▸ WHAT IS EXPECTED: Omit the pictures, then reproduce every remaining record exactly.

--- START EXTRACTED INFORMATION ---

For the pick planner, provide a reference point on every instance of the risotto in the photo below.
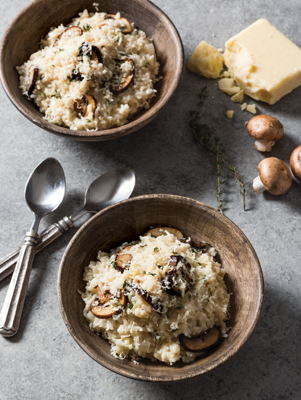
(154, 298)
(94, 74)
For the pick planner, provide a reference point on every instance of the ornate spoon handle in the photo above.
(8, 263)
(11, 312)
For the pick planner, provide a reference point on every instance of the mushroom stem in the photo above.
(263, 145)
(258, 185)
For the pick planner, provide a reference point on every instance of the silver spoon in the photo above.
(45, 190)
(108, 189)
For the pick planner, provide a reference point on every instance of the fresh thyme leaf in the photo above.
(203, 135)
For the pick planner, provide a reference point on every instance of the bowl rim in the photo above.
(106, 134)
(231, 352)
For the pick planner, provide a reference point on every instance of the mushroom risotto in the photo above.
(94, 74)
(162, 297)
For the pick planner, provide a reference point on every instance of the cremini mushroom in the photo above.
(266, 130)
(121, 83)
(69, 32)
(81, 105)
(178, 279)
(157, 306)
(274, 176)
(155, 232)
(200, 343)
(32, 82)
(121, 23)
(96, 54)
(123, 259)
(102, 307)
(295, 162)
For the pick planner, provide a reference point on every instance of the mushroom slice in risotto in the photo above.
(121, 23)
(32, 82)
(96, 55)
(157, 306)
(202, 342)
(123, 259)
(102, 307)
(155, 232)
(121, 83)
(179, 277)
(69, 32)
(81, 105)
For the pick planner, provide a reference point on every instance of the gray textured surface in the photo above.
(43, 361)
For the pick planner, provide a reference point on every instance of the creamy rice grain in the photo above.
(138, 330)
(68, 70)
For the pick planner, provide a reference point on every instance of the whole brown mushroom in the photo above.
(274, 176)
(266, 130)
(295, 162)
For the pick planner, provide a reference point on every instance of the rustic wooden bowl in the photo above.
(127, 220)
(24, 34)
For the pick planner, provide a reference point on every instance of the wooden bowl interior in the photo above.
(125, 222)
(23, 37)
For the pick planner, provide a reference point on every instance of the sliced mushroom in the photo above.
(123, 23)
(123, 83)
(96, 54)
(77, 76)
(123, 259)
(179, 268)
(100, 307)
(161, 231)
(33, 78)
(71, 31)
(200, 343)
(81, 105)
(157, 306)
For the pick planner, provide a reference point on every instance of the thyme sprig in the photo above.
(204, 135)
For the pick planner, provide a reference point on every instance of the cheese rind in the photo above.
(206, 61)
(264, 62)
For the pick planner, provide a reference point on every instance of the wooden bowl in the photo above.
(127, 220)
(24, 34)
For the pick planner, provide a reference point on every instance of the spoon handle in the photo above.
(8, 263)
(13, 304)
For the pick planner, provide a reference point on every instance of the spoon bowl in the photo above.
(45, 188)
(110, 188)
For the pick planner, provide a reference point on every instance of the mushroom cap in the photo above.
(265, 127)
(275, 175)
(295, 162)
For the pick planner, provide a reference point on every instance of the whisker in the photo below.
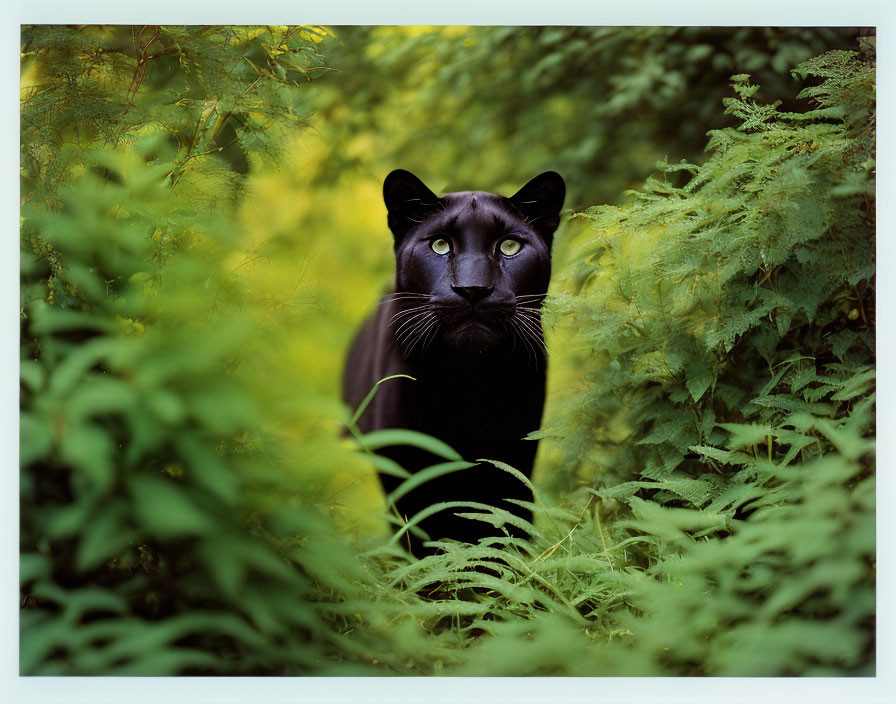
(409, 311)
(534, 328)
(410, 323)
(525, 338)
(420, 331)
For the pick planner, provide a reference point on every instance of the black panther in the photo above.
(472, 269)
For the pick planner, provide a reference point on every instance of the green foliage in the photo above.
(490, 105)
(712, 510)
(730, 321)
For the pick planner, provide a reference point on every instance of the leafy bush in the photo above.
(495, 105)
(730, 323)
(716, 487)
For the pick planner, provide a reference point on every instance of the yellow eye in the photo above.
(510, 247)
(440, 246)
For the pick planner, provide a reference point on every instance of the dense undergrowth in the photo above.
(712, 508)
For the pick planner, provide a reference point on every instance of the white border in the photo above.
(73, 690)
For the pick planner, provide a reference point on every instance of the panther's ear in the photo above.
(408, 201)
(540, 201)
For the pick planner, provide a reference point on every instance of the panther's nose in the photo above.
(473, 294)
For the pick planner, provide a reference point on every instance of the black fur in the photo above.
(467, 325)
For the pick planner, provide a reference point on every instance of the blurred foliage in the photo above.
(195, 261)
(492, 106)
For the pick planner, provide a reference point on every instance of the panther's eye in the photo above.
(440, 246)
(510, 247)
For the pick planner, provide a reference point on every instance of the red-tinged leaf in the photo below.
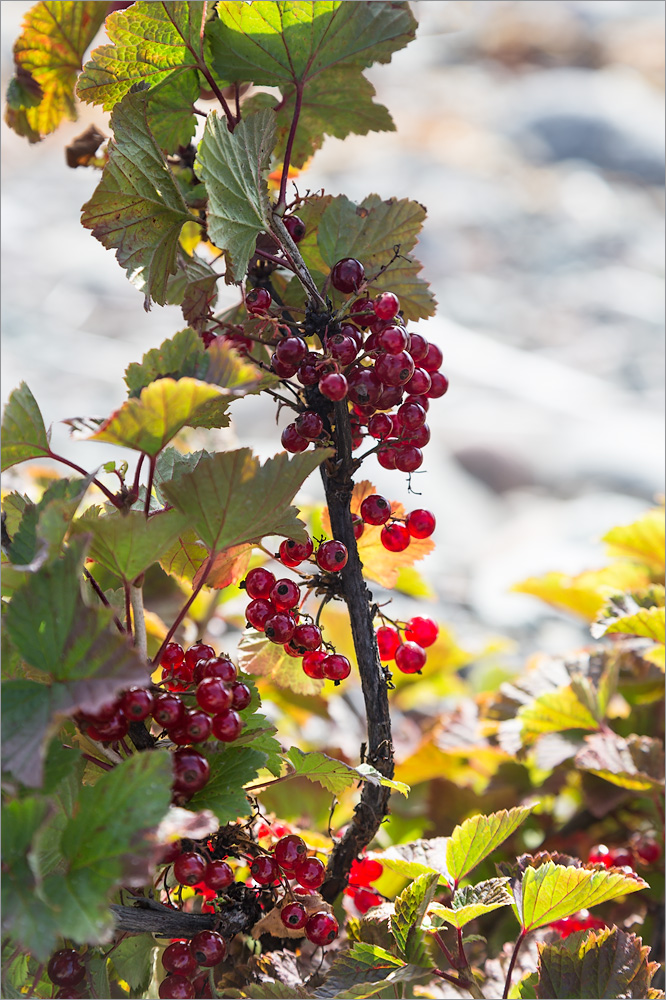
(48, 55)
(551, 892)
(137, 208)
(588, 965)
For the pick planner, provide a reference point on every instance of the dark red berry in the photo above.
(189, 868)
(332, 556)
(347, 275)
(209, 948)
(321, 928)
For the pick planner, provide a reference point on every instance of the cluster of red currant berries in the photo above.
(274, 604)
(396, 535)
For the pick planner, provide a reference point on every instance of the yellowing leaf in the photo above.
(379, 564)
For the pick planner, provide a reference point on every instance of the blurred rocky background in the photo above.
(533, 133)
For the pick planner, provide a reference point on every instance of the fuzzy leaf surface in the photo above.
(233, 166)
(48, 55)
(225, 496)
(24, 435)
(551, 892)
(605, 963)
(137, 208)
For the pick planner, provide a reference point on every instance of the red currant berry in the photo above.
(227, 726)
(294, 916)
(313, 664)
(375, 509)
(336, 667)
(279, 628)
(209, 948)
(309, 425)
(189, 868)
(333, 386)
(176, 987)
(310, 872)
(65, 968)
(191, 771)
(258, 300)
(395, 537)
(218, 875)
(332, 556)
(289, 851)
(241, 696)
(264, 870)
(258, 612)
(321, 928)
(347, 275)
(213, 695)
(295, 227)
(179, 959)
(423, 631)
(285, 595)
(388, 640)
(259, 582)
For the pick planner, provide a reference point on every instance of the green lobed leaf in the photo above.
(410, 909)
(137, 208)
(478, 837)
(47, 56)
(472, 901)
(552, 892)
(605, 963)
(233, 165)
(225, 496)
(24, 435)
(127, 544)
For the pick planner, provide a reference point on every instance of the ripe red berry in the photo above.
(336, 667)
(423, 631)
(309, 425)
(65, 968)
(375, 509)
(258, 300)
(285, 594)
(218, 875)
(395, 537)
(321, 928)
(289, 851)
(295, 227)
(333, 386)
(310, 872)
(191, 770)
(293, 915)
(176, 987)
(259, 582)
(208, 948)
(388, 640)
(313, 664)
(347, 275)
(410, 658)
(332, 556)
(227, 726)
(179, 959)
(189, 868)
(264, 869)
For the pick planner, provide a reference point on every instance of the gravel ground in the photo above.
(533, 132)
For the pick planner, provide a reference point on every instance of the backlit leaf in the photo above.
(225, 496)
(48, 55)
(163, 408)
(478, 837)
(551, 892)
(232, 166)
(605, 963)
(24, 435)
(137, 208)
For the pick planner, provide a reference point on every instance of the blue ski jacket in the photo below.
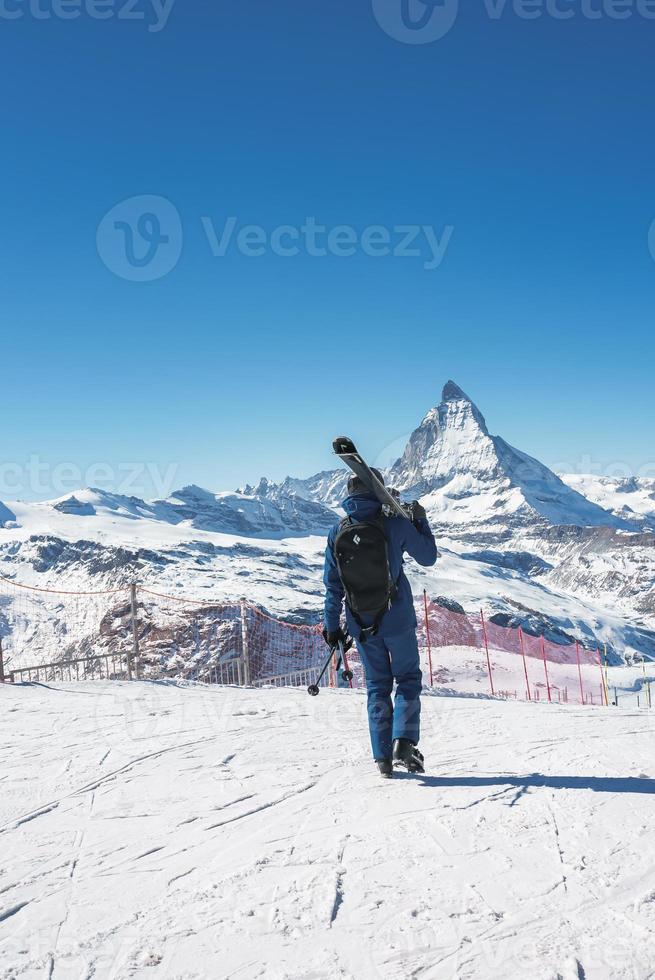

--- END EXTRACTED INFORMATION ---

▸ WRITTEN REPLY:
For the pick planner, provide a reference point on every instance of the risotto in the photo below.
(154, 298)
(94, 74)
For the pick planner, provide a reference point on every instance of the ornate spoon handle in the photo above.
(8, 263)
(11, 312)
For the pick planner, provide a reference point on every instance of the mushroom stem in the photo above.
(263, 145)
(258, 185)
For the pick planner, provide a reference point on every instance of the silver spoon in the photo above.
(45, 190)
(108, 189)
For the pick planner, provide a reference point on every instance of the fresh thyme leaf in the photo above.
(203, 135)
For the pick planner, provide a reference point on every instance of the bowl rim in the photo above.
(106, 134)
(231, 352)
For the pick planner, provide a reference point on every instance of the mushroom risotto in the photo above.
(94, 74)
(162, 297)
For the pick planner, provide a reference point on every instance of the cremini mushroom in the photo above.
(266, 130)
(121, 83)
(69, 32)
(81, 105)
(178, 279)
(157, 306)
(274, 176)
(155, 232)
(200, 343)
(32, 82)
(121, 23)
(96, 54)
(123, 259)
(102, 307)
(295, 162)
For the pick planner, provide a reference point on every instance of the mushroom slice in risotto in the photo above.
(121, 23)
(32, 82)
(96, 55)
(157, 306)
(202, 342)
(123, 259)
(102, 307)
(155, 232)
(121, 83)
(179, 277)
(69, 32)
(81, 105)
For the pick planner, provide a reference point on every instance of the gray textured surface in the photo above.
(43, 361)
For the pick planner, provide a reference point on every instance of the creamy rice grain in the photo above.
(138, 330)
(68, 70)
For the pick planner, provide a reference point on every instance of the whole brown mushroom in the photo above.
(274, 176)
(266, 130)
(295, 162)
For the pick planner, provide a reference point on every instance of the rustic wooden bowl in the photo above.
(127, 220)
(24, 34)
For the pick planner, provide a reference point on every instance of the wooden bowl interior in the photo above.
(125, 222)
(23, 37)
For the pick planner, provide a reference point on every instance of the sliced mushroom in the photo above.
(123, 23)
(123, 83)
(96, 54)
(77, 76)
(123, 259)
(179, 268)
(100, 307)
(161, 231)
(33, 78)
(71, 31)
(200, 343)
(81, 105)
(157, 306)
For the pick planner, provide a reference point on every instance of the thyme sprig in the photo above.
(204, 135)
For the pick planner, provide a reference point on every instance of the cheese rind in the photo above.
(206, 61)
(264, 62)
For the pick planner, provide a reference point on every instance of the wooden bowl in the photo above.
(127, 220)
(24, 34)
For the pick planner, provide a reference point on every instance of the spoon handle in the photo above.
(8, 263)
(13, 304)
For the pick planner, provide a reference point on every instance of the spoon bowl in the photo above.
(45, 188)
(110, 188)
For the pick planner, provide a reference point on every instance of the mushroom cap in the photo above.
(265, 127)
(275, 175)
(295, 162)
For the pick planner, provide a reference point on every instance of the whisker in the photo below.
(409, 311)
(534, 328)
(410, 323)
(525, 338)
(420, 331)
For the pick planner, provide a reference point on every instance of the black panther in the photo above.
(472, 269)
For the pick planner, provide a reference point on every instance of the green foliage in the photo above.
(490, 105)
(712, 510)
(730, 321)
For the pick planner, provide a reference point on every instance of the leafy bush in the photo above.
(495, 105)
(730, 323)
(716, 487)
For the pick planner, provide a reference point on every instance of the yellow eye in the photo above.
(510, 247)
(440, 246)
For the pick planner, provide a reference point on every instance of the dense undergrowth in the photo above.
(712, 508)
For the pick planner, provide a reference point on every instance of the white border in the photo above.
(73, 690)
For the pick planner, provide a reference point on every instance of the panther's ear in the photo above.
(408, 201)
(540, 201)
For the pick planner, provide a reference point on every instance of the panther's nose in the photo above.
(473, 294)
For the pick planner, provide a reference point on every instance of the black fur in the photo above.
(467, 325)
For the pick planner, provide a reference point on every instance of the blurred foliage in the photo above.
(195, 261)
(492, 106)
For the pick planner, provide a reference point on every instance of the panther's eye in the photo above.
(440, 246)
(510, 247)
For the pick planner, provide a reference point on every instance of the red-tinged leaf in the photo below.
(48, 55)
(551, 892)
(137, 208)
(588, 965)
For the pick planner, provide a reference point on every instance of the dark red berry in the photo above.
(189, 868)
(332, 556)
(347, 275)
(209, 948)
(321, 928)
For the pick planner, provide a reference point on every instance of the cluster of red currant berries in the photo above.
(274, 604)
(396, 535)
For the pick planner, provide a reference point on every instance of the yellowing leaf in the photo above.
(379, 564)
For the pick planner, provide a reference point on every instance of the blurred rocky background in the photo above.
(533, 133)
For the pick planner, provide a reference point on every instance of the fuzzy leaf surface in the photo above.
(233, 166)
(48, 55)
(225, 496)
(24, 435)
(551, 892)
(605, 963)
(137, 208)
For the pick planner, provide a reference point on every instance of the red currant berry in the photo above.
(227, 726)
(294, 916)
(313, 664)
(375, 509)
(336, 667)
(279, 628)
(209, 948)
(309, 425)
(189, 868)
(333, 386)
(176, 987)
(310, 872)
(65, 968)
(191, 771)
(258, 300)
(395, 537)
(218, 875)
(332, 556)
(289, 851)
(241, 696)
(264, 870)
(258, 612)
(321, 928)
(347, 275)
(213, 695)
(295, 227)
(179, 959)
(423, 631)
(285, 595)
(388, 640)
(259, 582)
For the pick planner, provide a reference point on every instance of the green lobed leaf in the photo above.
(410, 909)
(137, 208)
(478, 837)
(47, 56)
(472, 901)
(552, 892)
(605, 963)
(233, 165)
(225, 496)
(24, 435)
(127, 544)
For the pick planner, provide a reference point on every instance of the ripe red berry in the photo above.
(336, 667)
(423, 631)
(309, 425)
(65, 968)
(375, 509)
(258, 300)
(285, 594)
(218, 875)
(395, 537)
(321, 928)
(289, 851)
(295, 227)
(333, 386)
(310, 872)
(191, 770)
(293, 915)
(176, 987)
(259, 582)
(208, 948)
(388, 640)
(313, 664)
(347, 275)
(410, 658)
(332, 556)
(227, 726)
(179, 959)
(189, 868)
(264, 869)
For the pick planner, provide a reference point on every instance of the gravel ground in the photo above.
(533, 132)
For the pick planner, provide a reference point on every instance of the backlit leaf in the photo above.
(225, 496)
(48, 55)
(163, 408)
(478, 837)
(551, 892)
(232, 166)
(605, 963)
(24, 435)
(137, 208)
For the pick planner, provide a reference point on every instance of the blue ski jacket in the photo below.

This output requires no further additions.